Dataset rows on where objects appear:
-------------------------

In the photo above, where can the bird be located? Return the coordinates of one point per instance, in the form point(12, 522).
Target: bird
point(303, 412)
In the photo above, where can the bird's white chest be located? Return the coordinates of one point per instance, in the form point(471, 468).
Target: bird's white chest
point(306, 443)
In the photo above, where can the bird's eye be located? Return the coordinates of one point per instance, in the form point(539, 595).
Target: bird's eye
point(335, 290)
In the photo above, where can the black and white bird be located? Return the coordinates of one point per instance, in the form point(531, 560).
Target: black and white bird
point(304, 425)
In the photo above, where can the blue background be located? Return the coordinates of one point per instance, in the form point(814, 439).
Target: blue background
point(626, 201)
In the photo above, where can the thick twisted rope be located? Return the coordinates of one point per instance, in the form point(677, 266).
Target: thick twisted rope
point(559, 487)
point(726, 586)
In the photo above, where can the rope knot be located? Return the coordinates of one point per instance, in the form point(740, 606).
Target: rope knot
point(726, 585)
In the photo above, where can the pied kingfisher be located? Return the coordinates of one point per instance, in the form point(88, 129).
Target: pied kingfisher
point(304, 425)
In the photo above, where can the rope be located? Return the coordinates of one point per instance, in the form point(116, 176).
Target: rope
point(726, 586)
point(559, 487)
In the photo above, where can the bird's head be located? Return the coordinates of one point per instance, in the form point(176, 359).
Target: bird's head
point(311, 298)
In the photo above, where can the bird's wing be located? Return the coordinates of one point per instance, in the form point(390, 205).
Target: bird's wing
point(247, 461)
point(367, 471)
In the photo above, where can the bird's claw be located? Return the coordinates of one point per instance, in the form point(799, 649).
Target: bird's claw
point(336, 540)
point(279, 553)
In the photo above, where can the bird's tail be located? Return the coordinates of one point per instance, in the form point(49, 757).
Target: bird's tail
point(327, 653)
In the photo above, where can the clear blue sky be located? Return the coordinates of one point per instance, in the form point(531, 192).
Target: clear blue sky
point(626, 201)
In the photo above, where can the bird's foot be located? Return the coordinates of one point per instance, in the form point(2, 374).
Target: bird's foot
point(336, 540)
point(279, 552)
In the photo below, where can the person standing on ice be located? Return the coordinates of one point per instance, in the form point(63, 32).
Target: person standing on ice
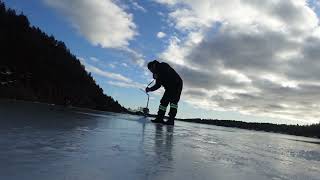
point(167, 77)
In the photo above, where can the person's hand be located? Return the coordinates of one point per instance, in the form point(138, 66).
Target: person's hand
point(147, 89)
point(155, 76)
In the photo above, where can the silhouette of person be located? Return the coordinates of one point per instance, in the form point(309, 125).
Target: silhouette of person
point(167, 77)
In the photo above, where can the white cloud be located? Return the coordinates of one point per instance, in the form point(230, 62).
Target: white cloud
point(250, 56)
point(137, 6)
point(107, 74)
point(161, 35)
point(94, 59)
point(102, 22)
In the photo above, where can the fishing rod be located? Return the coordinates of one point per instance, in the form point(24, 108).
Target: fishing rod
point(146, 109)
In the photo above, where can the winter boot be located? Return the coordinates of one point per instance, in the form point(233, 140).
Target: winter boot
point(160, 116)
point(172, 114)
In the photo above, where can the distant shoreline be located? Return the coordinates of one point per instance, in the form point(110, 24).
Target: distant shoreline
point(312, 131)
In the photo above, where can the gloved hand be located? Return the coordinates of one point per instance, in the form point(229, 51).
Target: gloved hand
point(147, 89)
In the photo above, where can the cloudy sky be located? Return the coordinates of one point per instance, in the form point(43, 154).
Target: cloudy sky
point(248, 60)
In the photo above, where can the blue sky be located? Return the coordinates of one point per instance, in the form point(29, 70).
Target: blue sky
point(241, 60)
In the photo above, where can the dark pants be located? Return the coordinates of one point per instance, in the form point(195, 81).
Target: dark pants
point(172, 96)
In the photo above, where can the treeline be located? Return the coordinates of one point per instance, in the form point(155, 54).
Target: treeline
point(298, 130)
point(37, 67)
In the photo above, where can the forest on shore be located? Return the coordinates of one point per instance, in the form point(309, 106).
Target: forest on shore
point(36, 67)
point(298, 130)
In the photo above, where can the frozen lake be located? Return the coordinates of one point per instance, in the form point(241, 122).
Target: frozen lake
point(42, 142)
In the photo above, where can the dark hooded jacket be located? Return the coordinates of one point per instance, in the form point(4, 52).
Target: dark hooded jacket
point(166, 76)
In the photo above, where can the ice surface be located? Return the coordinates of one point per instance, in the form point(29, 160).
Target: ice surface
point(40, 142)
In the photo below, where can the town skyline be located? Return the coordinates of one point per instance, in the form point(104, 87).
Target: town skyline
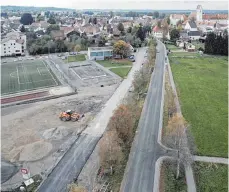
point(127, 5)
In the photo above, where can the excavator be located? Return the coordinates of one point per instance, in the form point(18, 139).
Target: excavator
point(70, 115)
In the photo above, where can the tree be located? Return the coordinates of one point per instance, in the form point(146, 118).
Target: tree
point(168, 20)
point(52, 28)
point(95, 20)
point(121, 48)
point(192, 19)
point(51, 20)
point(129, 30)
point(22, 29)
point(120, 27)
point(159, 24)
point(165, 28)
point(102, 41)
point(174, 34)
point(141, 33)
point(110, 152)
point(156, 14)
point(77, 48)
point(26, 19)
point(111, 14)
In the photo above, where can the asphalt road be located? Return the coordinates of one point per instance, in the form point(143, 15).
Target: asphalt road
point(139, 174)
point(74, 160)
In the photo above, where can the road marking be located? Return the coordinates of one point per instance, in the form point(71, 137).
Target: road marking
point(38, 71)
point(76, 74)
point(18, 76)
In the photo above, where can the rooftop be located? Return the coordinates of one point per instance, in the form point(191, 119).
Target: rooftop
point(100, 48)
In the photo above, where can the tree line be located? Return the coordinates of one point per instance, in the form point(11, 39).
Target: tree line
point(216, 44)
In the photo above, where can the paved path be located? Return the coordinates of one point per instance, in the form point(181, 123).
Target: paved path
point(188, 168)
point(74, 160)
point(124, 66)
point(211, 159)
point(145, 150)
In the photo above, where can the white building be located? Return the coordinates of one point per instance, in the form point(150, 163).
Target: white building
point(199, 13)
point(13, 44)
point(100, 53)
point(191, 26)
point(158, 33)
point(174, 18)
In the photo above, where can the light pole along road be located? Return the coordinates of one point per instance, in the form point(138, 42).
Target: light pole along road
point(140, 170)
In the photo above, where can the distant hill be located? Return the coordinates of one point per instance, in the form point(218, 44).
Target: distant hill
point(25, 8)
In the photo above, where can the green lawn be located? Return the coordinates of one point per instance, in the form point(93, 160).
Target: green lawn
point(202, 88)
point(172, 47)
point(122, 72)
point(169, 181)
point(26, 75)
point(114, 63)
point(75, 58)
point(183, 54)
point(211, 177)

-------------------------

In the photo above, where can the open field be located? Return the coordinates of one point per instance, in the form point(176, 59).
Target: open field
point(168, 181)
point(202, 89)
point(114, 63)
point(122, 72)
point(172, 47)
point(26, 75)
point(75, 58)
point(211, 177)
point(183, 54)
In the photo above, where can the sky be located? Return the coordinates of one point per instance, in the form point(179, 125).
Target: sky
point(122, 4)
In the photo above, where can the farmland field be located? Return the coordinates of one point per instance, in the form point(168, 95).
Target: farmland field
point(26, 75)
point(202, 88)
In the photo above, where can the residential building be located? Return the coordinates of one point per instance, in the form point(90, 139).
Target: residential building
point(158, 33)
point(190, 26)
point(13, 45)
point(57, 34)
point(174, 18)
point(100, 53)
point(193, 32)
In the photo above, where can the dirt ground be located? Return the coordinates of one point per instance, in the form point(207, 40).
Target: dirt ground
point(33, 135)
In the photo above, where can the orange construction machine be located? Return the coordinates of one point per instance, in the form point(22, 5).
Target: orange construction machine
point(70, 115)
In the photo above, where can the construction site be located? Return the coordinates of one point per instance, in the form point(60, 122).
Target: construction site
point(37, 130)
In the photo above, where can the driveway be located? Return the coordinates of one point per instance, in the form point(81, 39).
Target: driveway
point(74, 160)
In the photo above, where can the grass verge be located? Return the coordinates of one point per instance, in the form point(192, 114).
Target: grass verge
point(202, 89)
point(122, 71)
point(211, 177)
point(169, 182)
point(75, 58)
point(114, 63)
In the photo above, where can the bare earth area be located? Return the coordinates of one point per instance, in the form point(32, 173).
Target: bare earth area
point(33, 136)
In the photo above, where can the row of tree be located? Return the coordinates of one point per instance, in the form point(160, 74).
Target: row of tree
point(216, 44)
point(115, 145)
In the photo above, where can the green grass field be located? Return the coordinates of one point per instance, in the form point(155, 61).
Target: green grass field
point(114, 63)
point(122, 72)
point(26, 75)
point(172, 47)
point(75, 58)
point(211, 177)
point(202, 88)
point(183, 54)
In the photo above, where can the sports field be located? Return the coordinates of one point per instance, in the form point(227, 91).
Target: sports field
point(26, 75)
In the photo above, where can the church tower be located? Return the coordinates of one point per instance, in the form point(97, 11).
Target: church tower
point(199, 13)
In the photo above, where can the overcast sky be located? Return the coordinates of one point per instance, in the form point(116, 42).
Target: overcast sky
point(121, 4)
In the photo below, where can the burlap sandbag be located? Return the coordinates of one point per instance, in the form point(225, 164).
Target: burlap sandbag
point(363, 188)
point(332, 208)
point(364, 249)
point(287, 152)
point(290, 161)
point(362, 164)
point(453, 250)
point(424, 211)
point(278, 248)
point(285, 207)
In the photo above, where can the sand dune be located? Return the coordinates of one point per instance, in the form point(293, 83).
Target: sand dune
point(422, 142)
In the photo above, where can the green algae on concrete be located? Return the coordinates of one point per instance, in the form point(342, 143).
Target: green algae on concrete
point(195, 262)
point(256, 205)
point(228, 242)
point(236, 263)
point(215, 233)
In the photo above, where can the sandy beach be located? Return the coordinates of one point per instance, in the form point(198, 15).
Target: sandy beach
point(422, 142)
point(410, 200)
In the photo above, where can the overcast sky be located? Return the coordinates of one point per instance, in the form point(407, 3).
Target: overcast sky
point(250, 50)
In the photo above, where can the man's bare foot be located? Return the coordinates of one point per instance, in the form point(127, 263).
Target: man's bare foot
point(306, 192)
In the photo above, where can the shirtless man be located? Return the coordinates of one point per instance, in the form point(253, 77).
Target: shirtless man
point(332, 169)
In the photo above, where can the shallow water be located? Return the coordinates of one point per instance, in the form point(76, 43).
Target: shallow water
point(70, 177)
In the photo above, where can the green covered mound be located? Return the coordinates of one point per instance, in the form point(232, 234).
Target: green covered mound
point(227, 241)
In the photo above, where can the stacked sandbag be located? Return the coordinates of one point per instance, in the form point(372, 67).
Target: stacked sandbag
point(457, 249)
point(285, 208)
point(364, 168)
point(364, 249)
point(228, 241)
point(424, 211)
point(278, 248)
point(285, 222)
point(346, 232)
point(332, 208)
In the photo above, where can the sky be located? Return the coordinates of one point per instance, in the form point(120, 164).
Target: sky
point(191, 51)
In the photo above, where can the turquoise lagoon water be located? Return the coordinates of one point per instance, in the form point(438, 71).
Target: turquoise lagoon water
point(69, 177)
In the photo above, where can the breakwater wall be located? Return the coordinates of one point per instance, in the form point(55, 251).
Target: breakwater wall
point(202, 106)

-------------------------

◆ **Aim of the exercise**
Write out only the records from the line with "In the photo above, where can the bird's tail" up to and including the line with "point(279, 552)", keeping every line. Scale each answer coordinate by 2.15 and round it to a whole number, with halves rounded up, but leave all other lines and their sample points unchanged.

◆ **Reply**
In the photo above, where can the bird's tail be located? Return the coordinates of one point per instance, in the form point(49, 757).
Target: bird's tail
point(703, 1404)
In the photo above, where can the clear blue sky be located? Return the coordinates of one point per instance, in the form point(531, 192).
Target: clear blue sky
point(1346, 432)
In the photo above, where can the bird's foot be located? Return the coordinates of one point per instance, in the form point(2, 374).
Target: bird's foot
point(722, 1161)
point(600, 1187)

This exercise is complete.